Count the lines in the entries below that contain the string "freezer", treating uppercase and lowercase letters as distinct. Reply with only that number.

Extracted information >>
◆ ◆ ◆ ◆ ◆

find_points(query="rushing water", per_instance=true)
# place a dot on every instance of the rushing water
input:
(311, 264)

◆ ◆ ◆ ◆ ◆

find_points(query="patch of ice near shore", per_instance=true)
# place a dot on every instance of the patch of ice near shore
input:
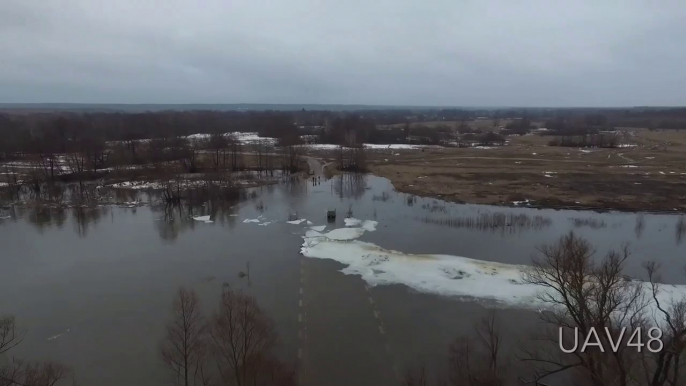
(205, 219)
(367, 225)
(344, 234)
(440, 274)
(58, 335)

◆ ◆ ◆ ◆ ◆

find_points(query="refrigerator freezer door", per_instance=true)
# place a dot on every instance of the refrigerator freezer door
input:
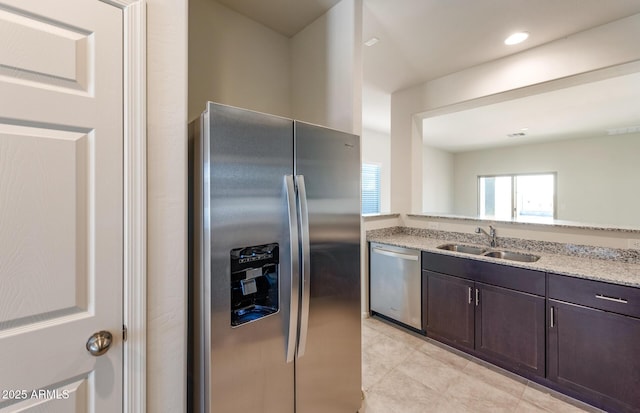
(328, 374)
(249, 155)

◆ ◆ ◆ ◆ ◆

Final answer >> 2